> _DATA FOR THIS EXERCISE_
Start of Block

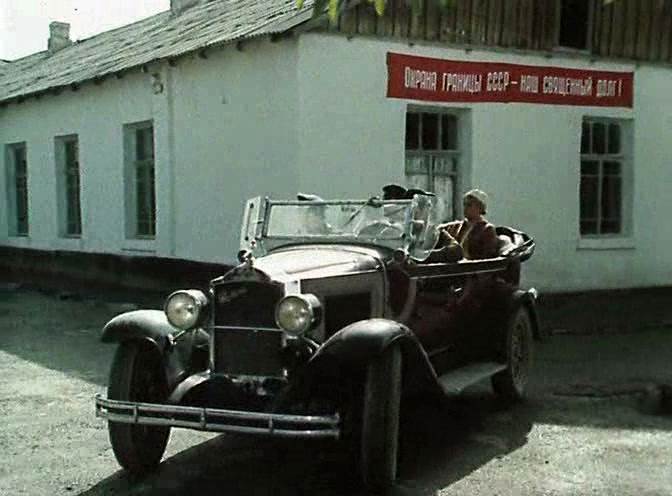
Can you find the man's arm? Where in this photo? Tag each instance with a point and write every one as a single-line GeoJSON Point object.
{"type": "Point", "coordinates": [446, 250]}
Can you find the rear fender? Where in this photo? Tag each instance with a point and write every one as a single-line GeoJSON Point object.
{"type": "Point", "coordinates": [528, 300]}
{"type": "Point", "coordinates": [151, 328]}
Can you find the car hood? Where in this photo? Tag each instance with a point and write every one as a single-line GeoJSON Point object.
{"type": "Point", "coordinates": [312, 261]}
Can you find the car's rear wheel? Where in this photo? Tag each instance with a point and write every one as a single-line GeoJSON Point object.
{"type": "Point", "coordinates": [137, 375]}
{"type": "Point", "coordinates": [511, 383]}
{"type": "Point", "coordinates": [380, 420]}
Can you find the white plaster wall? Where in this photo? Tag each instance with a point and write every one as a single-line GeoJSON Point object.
{"type": "Point", "coordinates": [312, 115]}
{"type": "Point", "coordinates": [224, 130]}
{"type": "Point", "coordinates": [96, 114]}
{"type": "Point", "coordinates": [235, 137]}
{"type": "Point", "coordinates": [526, 156]}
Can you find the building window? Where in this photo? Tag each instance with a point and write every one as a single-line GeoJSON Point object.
{"type": "Point", "coordinates": [140, 184]}
{"type": "Point", "coordinates": [17, 189]}
{"type": "Point", "coordinates": [574, 22]}
{"type": "Point", "coordinates": [69, 189]}
{"type": "Point", "coordinates": [433, 154]}
{"type": "Point", "coordinates": [605, 178]}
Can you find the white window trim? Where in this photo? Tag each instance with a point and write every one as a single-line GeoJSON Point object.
{"type": "Point", "coordinates": [133, 241]}
{"type": "Point", "coordinates": [624, 240]}
{"type": "Point", "coordinates": [462, 153]}
{"type": "Point", "coordinates": [614, 243]}
{"type": "Point", "coordinates": [61, 184]}
{"type": "Point", "coordinates": [10, 181]}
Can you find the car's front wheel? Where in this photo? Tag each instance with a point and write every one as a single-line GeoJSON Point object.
{"type": "Point", "coordinates": [137, 375]}
{"type": "Point", "coordinates": [511, 383]}
{"type": "Point", "coordinates": [380, 420]}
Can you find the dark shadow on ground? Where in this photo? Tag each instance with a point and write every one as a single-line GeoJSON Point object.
{"type": "Point", "coordinates": [59, 330]}
{"type": "Point", "coordinates": [432, 450]}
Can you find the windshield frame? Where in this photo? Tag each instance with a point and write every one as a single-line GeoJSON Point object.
{"type": "Point", "coordinates": [264, 242]}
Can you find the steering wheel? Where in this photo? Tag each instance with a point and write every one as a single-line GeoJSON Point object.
{"type": "Point", "coordinates": [381, 230]}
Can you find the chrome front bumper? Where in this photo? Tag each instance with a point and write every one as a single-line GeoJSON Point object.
{"type": "Point", "coordinates": [217, 420]}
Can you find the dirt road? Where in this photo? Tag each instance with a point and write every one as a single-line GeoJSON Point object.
{"type": "Point", "coordinates": [584, 430]}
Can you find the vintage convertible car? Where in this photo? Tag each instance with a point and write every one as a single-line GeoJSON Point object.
{"type": "Point", "coordinates": [333, 317]}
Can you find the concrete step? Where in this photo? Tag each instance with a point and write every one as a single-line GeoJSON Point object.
{"type": "Point", "coordinates": [455, 381]}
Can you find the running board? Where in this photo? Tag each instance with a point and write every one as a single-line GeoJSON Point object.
{"type": "Point", "coordinates": [454, 382]}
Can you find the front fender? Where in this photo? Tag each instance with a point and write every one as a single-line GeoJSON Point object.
{"type": "Point", "coordinates": [187, 356]}
{"type": "Point", "coordinates": [139, 325]}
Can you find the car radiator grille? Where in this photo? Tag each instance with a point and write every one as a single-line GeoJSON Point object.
{"type": "Point", "coordinates": [248, 352]}
{"type": "Point", "coordinates": [246, 341]}
{"type": "Point", "coordinates": [246, 304]}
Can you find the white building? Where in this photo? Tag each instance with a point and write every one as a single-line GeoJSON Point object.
{"type": "Point", "coordinates": [145, 141]}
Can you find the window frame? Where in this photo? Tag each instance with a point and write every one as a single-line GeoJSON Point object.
{"type": "Point", "coordinates": [18, 225]}
{"type": "Point", "coordinates": [458, 154]}
{"type": "Point", "coordinates": [69, 202]}
{"type": "Point", "coordinates": [140, 223]}
{"type": "Point", "coordinates": [624, 238]}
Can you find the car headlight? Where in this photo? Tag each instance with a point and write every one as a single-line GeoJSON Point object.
{"type": "Point", "coordinates": [185, 308]}
{"type": "Point", "coordinates": [297, 314]}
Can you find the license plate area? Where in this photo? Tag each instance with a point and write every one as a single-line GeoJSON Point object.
{"type": "Point", "coordinates": [248, 352]}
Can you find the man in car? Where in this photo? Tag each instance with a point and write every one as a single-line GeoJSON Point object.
{"type": "Point", "coordinates": [474, 233]}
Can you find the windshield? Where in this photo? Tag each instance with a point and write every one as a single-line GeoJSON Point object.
{"type": "Point", "coordinates": [406, 224]}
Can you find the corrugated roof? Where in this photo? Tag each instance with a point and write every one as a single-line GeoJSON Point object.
{"type": "Point", "coordinates": [161, 36]}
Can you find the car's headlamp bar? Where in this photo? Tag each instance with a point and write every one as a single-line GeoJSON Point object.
{"type": "Point", "coordinates": [297, 314]}
{"type": "Point", "coordinates": [185, 309]}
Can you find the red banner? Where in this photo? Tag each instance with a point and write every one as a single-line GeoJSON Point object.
{"type": "Point", "coordinates": [438, 80]}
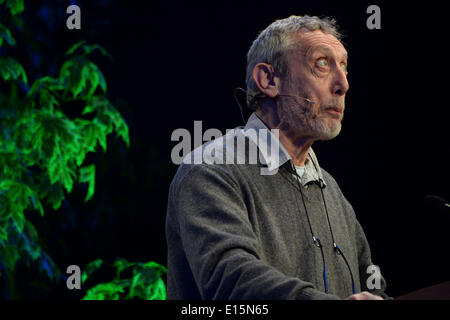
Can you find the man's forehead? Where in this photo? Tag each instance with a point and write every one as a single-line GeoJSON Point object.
{"type": "Point", "coordinates": [316, 40]}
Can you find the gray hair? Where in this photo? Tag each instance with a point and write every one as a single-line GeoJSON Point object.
{"type": "Point", "coordinates": [273, 43]}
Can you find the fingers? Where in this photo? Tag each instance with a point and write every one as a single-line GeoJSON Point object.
{"type": "Point", "coordinates": [364, 296]}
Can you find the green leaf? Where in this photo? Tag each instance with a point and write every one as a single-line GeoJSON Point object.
{"type": "Point", "coordinates": [87, 175]}
{"type": "Point", "coordinates": [106, 291]}
{"type": "Point", "coordinates": [81, 77]}
{"type": "Point", "coordinates": [88, 49]}
{"type": "Point", "coordinates": [14, 6]}
{"type": "Point", "coordinates": [11, 69]}
{"type": "Point", "coordinates": [6, 35]}
{"type": "Point", "coordinates": [45, 91]}
{"type": "Point", "coordinates": [108, 115]}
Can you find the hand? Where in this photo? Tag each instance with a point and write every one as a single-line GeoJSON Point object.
{"type": "Point", "coordinates": [364, 296]}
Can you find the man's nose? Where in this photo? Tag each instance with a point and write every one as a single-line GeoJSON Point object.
{"type": "Point", "coordinates": [340, 83]}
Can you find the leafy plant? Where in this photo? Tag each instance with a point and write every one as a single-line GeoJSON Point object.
{"type": "Point", "coordinates": [132, 280]}
{"type": "Point", "coordinates": [47, 129]}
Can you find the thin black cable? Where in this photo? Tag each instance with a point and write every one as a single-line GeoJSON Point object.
{"type": "Point", "coordinates": [336, 247]}
{"type": "Point", "coordinates": [316, 241]}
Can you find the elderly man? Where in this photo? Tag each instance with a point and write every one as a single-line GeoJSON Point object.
{"type": "Point", "coordinates": [235, 233]}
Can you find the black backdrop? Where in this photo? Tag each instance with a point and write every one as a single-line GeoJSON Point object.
{"type": "Point", "coordinates": [179, 62]}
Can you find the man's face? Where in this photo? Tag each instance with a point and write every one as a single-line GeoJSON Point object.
{"type": "Point", "coordinates": [317, 67]}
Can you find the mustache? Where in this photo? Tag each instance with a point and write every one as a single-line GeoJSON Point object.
{"type": "Point", "coordinates": [339, 105]}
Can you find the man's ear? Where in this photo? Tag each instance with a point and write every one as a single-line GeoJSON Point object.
{"type": "Point", "coordinates": [266, 79]}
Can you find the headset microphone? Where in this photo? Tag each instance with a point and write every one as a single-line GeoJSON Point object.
{"type": "Point", "coordinates": [294, 96]}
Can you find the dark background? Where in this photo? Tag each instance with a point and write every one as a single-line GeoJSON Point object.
{"type": "Point", "coordinates": [179, 62]}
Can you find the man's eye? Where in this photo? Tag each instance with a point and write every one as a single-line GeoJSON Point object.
{"type": "Point", "coordinates": [322, 62]}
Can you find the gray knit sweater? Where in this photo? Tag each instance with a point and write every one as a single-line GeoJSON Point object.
{"type": "Point", "coordinates": [233, 233]}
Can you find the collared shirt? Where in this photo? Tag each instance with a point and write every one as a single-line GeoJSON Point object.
{"type": "Point", "coordinates": [312, 168]}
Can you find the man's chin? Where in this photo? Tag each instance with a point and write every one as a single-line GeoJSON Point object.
{"type": "Point", "coordinates": [330, 132]}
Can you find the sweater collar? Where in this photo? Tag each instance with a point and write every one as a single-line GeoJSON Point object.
{"type": "Point", "coordinates": [312, 172]}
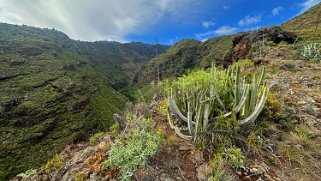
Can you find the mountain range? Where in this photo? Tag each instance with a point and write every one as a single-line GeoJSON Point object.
{"type": "Point", "coordinates": [55, 90]}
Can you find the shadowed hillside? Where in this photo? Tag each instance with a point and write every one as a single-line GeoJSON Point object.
{"type": "Point", "coordinates": [307, 25]}
{"type": "Point", "coordinates": [55, 90]}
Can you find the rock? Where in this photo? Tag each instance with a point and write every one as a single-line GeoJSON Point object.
{"type": "Point", "coordinates": [165, 177]}
{"type": "Point", "coordinates": [102, 146]}
{"type": "Point", "coordinates": [204, 171]}
{"type": "Point", "coordinates": [185, 147]}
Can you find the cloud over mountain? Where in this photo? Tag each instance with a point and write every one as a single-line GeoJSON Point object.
{"type": "Point", "coordinates": [90, 20]}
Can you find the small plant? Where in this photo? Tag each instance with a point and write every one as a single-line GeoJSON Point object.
{"type": "Point", "coordinates": [311, 52]}
{"type": "Point", "coordinates": [79, 177]}
{"type": "Point", "coordinates": [244, 63]}
{"type": "Point", "coordinates": [235, 157]}
{"type": "Point", "coordinates": [55, 163]}
{"type": "Point", "coordinates": [217, 163]}
{"type": "Point", "coordinates": [27, 173]}
{"type": "Point", "coordinates": [94, 138]}
{"type": "Point", "coordinates": [133, 150]}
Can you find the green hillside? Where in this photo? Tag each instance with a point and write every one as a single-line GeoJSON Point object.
{"type": "Point", "coordinates": [307, 25]}
{"type": "Point", "coordinates": [55, 90]}
{"type": "Point", "coordinates": [184, 56]}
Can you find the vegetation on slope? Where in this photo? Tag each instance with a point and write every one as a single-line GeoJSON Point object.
{"type": "Point", "coordinates": [185, 56]}
{"type": "Point", "coordinates": [55, 90]}
{"type": "Point", "coordinates": [306, 25]}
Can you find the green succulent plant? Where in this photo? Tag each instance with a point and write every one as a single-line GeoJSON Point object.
{"type": "Point", "coordinates": [202, 97]}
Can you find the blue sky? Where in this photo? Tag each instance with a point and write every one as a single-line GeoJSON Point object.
{"type": "Point", "coordinates": [217, 18]}
{"type": "Point", "coordinates": [165, 21]}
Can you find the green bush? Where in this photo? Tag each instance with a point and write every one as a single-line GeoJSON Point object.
{"type": "Point", "coordinates": [132, 149]}
{"type": "Point", "coordinates": [202, 98]}
{"type": "Point", "coordinates": [94, 138]}
{"type": "Point", "coordinates": [311, 52]}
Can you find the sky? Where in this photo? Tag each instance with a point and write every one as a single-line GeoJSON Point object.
{"type": "Point", "coordinates": [150, 21]}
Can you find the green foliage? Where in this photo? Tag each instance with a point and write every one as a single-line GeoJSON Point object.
{"type": "Point", "coordinates": [201, 98]}
{"type": "Point", "coordinates": [244, 63]}
{"type": "Point", "coordinates": [306, 25]}
{"type": "Point", "coordinates": [311, 52]}
{"type": "Point", "coordinates": [27, 173]}
{"type": "Point", "coordinates": [55, 90]}
{"type": "Point", "coordinates": [133, 150]}
{"type": "Point", "coordinates": [97, 136]}
{"type": "Point", "coordinates": [55, 163]}
{"type": "Point", "coordinates": [217, 163]}
{"type": "Point", "coordinates": [79, 177]}
{"type": "Point", "coordinates": [235, 157]}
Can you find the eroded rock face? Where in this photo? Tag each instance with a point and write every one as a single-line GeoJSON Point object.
{"type": "Point", "coordinates": [242, 43]}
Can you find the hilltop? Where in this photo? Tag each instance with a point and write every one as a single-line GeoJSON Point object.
{"type": "Point", "coordinates": [58, 92]}
{"type": "Point", "coordinates": [306, 25]}
{"type": "Point", "coordinates": [55, 90]}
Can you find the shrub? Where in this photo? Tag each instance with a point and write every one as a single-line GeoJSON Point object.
{"type": "Point", "coordinates": [202, 98]}
{"type": "Point", "coordinates": [311, 52]}
{"type": "Point", "coordinates": [55, 163]}
{"type": "Point", "coordinates": [235, 157]}
{"type": "Point", "coordinates": [94, 138]}
{"type": "Point", "coordinates": [133, 149]}
{"type": "Point", "coordinates": [27, 173]}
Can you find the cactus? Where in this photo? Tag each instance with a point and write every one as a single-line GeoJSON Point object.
{"type": "Point", "coordinates": [311, 52]}
{"type": "Point", "coordinates": [199, 101]}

End of Block

> _WORK REQUIRED_
Repeat verbatim the line holding "Can you find the sky?" and all lines after it, up to the end of the material.

> _EXPECTED OUTPUT_
Can you find the sky? Where in this photo? Tag each instance with a point and write every one as a single-line GeoJSON Point object.
{"type": "Point", "coordinates": [150, 21]}
Can you find the green foliage? Where in this photo? Tag each instance with a point and write every one as a single-line GeoJSON Point object.
{"type": "Point", "coordinates": [201, 98]}
{"type": "Point", "coordinates": [244, 63]}
{"type": "Point", "coordinates": [306, 25]}
{"type": "Point", "coordinates": [311, 52]}
{"type": "Point", "coordinates": [27, 173]}
{"type": "Point", "coordinates": [55, 90]}
{"type": "Point", "coordinates": [133, 150]}
{"type": "Point", "coordinates": [97, 136]}
{"type": "Point", "coordinates": [55, 163]}
{"type": "Point", "coordinates": [217, 163]}
{"type": "Point", "coordinates": [79, 177]}
{"type": "Point", "coordinates": [235, 157]}
Can you find the eroded rock face? Where in this photo? Tag each instance with a point and write every one as a single-line GeoJSON Point object.
{"type": "Point", "coordinates": [242, 43]}
Can you find the hilltop? Where in this photo? Tag each instance with a point and write every one as a single-line GeoJSON Point object.
{"type": "Point", "coordinates": [58, 92]}
{"type": "Point", "coordinates": [306, 25]}
{"type": "Point", "coordinates": [55, 90]}
Can you find the shrub? Where in this photo? Tag each instance with a point and write every one as a single-line GeoJSON Point object.
{"type": "Point", "coordinates": [202, 98]}
{"type": "Point", "coordinates": [311, 52]}
{"type": "Point", "coordinates": [55, 163]}
{"type": "Point", "coordinates": [235, 157]}
{"type": "Point", "coordinates": [94, 138]}
{"type": "Point", "coordinates": [133, 149]}
{"type": "Point", "coordinates": [27, 173]}
Can you find the cactus? Where in this photo? Tag each instance with a point and write every one as a single-line GeoJSON Point object.
{"type": "Point", "coordinates": [311, 52]}
{"type": "Point", "coordinates": [199, 101]}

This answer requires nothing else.